--- start of DATA SUPPLIED ---

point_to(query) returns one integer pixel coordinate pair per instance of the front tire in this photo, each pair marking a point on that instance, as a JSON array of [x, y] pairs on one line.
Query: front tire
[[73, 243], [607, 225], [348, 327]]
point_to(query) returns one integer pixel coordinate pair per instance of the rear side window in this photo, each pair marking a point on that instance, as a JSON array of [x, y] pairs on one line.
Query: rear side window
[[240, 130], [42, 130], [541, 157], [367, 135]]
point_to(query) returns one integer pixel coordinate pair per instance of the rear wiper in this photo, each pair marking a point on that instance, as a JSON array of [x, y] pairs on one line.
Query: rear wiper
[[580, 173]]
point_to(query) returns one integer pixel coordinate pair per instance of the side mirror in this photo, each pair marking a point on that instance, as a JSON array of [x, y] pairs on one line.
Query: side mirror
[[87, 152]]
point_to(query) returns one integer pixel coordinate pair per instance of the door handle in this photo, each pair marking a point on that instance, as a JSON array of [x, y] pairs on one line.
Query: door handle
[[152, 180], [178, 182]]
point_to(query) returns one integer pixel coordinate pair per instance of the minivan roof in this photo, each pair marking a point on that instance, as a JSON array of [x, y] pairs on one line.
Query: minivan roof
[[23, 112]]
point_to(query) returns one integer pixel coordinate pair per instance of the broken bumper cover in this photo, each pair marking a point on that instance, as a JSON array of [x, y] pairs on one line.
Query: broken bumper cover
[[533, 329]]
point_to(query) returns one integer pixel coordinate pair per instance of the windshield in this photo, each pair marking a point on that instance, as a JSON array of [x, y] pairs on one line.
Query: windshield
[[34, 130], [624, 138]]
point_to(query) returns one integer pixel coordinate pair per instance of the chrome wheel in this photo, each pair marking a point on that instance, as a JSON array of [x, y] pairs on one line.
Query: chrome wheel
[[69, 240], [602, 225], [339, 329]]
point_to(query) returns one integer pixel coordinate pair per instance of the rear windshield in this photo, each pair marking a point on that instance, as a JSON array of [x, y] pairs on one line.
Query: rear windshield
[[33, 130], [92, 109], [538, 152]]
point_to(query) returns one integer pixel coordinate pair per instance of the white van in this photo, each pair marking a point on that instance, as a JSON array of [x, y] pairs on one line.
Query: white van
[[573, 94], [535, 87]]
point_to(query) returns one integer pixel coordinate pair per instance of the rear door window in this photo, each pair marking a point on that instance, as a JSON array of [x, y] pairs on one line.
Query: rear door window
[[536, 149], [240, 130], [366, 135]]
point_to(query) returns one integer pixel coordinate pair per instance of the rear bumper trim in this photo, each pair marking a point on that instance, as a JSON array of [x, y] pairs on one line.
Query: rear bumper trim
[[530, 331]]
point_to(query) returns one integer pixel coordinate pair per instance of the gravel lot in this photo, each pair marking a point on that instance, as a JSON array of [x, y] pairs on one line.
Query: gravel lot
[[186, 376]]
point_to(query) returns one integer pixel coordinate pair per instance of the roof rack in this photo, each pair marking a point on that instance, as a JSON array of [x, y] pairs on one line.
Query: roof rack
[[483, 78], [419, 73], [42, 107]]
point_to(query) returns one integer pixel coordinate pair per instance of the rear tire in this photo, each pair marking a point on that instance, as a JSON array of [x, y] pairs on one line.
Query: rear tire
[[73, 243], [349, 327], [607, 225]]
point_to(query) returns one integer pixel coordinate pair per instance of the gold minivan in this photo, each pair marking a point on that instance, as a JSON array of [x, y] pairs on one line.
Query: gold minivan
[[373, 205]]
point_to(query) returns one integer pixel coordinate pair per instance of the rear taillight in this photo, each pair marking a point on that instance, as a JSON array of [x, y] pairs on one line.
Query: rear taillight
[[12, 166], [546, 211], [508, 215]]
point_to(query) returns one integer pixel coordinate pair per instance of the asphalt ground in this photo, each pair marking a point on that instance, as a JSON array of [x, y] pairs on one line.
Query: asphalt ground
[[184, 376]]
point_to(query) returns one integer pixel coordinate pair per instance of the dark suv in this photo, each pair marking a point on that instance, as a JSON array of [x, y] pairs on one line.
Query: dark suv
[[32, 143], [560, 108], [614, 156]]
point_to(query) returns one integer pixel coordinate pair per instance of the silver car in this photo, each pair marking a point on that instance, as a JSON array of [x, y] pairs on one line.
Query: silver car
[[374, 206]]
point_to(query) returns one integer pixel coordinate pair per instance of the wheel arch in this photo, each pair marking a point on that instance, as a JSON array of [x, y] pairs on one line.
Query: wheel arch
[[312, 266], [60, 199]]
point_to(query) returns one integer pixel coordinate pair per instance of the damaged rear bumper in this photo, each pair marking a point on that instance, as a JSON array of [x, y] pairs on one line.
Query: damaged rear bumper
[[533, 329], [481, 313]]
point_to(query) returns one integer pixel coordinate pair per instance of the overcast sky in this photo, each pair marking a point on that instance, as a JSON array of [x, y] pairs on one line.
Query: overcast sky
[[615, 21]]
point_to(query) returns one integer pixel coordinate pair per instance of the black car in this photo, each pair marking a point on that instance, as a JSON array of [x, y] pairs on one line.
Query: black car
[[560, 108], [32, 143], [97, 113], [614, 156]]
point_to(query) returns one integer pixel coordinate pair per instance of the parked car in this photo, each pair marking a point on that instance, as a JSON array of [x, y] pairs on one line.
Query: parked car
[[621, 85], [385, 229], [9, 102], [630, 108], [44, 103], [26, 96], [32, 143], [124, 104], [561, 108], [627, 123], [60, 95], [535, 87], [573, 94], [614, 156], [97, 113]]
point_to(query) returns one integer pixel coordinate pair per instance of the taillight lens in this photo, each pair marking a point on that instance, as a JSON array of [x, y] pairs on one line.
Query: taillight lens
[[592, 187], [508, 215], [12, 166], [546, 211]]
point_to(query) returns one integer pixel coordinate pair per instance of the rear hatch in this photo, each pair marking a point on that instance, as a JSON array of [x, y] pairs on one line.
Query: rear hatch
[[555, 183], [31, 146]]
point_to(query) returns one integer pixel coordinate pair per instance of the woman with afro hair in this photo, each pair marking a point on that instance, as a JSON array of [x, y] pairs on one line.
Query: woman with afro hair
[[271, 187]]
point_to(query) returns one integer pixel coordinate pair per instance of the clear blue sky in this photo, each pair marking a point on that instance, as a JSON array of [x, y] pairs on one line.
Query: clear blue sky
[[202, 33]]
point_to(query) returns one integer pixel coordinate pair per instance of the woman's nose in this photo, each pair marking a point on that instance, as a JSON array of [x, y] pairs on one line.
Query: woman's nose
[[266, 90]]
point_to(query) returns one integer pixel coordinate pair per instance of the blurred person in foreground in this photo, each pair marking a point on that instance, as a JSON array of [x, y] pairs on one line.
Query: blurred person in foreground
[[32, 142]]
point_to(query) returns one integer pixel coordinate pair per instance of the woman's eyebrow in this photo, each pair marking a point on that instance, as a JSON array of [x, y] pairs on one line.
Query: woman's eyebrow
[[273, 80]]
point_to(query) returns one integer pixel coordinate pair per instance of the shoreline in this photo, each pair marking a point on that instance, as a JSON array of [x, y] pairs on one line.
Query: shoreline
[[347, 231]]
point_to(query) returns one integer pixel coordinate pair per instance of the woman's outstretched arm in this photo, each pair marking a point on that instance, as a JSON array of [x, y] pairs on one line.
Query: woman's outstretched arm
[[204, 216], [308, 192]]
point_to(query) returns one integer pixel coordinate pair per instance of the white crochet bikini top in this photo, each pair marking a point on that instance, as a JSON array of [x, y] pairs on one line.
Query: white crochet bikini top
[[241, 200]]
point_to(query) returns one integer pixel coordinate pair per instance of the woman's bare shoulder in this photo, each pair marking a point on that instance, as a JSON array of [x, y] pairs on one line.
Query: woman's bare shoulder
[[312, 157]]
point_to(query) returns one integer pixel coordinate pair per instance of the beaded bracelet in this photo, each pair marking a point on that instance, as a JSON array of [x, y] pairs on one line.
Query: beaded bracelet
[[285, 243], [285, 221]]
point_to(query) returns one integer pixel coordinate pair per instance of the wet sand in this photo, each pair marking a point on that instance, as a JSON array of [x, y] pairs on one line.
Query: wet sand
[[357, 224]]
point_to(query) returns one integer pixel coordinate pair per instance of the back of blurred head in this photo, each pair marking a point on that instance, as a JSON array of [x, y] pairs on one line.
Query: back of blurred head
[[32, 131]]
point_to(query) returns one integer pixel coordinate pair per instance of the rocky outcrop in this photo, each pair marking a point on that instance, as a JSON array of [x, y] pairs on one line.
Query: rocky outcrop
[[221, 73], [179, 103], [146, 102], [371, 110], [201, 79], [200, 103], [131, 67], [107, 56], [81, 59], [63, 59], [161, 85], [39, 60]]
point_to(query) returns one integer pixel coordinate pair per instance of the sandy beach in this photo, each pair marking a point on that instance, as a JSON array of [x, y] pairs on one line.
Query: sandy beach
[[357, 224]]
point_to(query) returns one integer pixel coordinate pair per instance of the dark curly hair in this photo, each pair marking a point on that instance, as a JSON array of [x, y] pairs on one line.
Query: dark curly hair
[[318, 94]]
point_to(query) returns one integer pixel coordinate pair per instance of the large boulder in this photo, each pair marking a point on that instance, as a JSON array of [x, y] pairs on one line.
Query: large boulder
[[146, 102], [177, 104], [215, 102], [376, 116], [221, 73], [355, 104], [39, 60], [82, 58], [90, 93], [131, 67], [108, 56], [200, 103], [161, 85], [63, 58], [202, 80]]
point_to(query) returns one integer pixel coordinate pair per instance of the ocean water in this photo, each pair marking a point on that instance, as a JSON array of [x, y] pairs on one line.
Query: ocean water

--- end of DATA SUPPLIED ---
--- start of DATA SUPPLIED ---

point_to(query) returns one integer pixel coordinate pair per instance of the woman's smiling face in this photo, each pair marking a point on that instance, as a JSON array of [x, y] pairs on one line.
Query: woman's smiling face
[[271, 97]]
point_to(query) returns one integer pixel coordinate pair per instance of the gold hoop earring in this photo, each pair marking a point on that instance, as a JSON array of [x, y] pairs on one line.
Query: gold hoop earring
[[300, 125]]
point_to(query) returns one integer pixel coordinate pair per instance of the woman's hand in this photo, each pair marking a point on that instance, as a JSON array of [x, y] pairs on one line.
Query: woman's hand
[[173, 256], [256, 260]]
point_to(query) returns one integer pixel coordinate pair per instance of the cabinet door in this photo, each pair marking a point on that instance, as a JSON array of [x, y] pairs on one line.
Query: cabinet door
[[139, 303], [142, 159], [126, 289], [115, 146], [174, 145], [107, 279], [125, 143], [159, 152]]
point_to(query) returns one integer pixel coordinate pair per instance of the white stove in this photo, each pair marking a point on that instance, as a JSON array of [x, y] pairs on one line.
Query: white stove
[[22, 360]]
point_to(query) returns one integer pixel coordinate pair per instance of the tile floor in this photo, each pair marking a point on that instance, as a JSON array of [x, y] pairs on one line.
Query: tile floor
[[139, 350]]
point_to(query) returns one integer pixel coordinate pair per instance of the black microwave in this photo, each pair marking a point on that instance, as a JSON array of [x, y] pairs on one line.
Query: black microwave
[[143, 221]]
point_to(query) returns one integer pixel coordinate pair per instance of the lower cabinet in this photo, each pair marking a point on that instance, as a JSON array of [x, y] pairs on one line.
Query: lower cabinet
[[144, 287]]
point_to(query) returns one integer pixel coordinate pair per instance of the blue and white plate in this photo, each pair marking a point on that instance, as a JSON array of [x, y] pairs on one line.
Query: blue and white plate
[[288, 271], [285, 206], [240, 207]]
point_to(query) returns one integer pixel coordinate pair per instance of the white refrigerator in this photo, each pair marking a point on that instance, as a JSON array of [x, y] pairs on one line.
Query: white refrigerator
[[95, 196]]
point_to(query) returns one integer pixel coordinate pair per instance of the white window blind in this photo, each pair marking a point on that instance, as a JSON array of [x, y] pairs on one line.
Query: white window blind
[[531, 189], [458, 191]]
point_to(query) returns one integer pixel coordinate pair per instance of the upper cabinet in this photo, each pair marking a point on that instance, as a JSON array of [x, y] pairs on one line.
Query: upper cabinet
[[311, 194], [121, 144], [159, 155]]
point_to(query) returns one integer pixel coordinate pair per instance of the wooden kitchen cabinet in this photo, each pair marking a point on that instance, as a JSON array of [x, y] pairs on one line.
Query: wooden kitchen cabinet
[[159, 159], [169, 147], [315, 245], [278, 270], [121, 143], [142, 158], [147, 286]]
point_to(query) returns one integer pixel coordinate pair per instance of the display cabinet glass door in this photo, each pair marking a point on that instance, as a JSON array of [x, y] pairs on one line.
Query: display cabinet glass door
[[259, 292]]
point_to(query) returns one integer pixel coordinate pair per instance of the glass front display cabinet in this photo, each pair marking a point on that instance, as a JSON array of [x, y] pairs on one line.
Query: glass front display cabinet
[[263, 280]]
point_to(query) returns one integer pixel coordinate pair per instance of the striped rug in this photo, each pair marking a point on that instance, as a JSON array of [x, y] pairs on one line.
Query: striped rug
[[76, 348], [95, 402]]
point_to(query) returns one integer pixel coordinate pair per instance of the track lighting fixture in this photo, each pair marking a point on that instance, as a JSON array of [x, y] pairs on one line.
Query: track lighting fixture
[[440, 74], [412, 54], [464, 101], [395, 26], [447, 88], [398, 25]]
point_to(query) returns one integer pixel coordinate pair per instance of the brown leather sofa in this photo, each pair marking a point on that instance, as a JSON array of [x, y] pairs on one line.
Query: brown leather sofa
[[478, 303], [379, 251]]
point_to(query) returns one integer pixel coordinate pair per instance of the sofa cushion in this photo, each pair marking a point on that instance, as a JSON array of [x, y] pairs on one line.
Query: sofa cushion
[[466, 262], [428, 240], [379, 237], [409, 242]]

--- end of DATA SUPPLIED ---
--- start of DATA SUPPLIED ---

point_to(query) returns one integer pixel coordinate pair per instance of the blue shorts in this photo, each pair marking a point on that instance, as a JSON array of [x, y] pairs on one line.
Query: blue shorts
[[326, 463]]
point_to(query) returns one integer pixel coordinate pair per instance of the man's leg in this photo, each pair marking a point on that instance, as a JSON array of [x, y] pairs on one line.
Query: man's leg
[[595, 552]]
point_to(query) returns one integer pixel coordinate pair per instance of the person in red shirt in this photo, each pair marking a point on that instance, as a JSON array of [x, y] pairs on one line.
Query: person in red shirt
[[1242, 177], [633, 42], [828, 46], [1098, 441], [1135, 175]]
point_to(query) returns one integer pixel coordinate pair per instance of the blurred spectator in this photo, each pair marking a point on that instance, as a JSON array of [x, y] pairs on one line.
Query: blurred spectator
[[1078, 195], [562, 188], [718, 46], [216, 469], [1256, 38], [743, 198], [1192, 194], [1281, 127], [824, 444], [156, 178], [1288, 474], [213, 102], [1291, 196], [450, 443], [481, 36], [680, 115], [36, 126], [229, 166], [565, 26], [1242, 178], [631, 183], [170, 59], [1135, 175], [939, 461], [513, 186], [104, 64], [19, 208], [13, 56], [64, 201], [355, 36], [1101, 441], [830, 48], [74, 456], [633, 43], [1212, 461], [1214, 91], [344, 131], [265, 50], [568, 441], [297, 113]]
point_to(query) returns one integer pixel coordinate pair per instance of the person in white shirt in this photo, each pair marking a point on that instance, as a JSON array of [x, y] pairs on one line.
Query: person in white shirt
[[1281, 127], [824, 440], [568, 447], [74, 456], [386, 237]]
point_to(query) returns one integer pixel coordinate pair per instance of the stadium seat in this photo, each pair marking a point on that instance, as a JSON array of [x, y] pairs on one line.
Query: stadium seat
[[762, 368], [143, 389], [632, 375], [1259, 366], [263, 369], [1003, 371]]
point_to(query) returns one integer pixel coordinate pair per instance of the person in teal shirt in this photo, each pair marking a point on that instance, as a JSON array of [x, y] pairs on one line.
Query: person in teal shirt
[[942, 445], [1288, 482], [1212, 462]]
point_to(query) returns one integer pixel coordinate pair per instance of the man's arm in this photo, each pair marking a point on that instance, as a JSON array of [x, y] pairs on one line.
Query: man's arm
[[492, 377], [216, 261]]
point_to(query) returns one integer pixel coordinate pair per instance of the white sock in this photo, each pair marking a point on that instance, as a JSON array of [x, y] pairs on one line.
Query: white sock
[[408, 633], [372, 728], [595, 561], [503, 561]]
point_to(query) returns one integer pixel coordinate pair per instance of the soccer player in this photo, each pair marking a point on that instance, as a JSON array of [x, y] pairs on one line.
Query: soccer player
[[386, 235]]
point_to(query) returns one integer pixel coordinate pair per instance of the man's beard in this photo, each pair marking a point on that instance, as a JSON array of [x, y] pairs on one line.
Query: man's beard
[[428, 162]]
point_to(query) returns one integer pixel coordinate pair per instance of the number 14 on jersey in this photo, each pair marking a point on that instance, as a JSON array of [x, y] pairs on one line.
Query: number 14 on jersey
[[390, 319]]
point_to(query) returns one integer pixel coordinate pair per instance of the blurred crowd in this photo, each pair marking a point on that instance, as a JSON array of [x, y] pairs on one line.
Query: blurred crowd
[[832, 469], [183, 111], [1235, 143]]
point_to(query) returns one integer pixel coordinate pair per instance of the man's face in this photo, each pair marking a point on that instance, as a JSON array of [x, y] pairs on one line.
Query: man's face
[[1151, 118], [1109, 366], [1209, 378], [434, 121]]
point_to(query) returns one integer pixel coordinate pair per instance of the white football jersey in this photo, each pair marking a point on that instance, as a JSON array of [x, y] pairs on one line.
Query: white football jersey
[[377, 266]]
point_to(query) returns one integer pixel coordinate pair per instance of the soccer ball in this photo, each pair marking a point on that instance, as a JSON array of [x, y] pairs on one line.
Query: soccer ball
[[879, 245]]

--- end of DATA SUPPLIED ---

• _PROMPT_
Rewrite the data above from the line with "the man's face" up to and including the line with "[[879, 245]]", keeping every line. Shift each x and y coordinate in the answers by adding 132 to it.

• _PROBLEM SOLUTION_
point_to(query) returns one integer pixel coordinate pair per instance of the man's face in this photo, each pair marking a point on that instance, as a JSON array of [x, y] pairs on one line.
Query: man's face
[[1283, 250], [1241, 498], [1341, 510], [566, 253]]
point_to(query) returns one integer pixel coordinate pair per instance of the white football jersey in this photo, each pair marking a point on that instance, as a JSON array of [x, y] pairs on one line.
Query: white football jersey
[[509, 398]]
point_to(query) returns one integer pixel coordinate pair per instance of the soccer ball in this photo, each pair marking a point on that instance, as a JSON array of [x, y] pairs on one line.
Query: soccer ball
[[1011, 377]]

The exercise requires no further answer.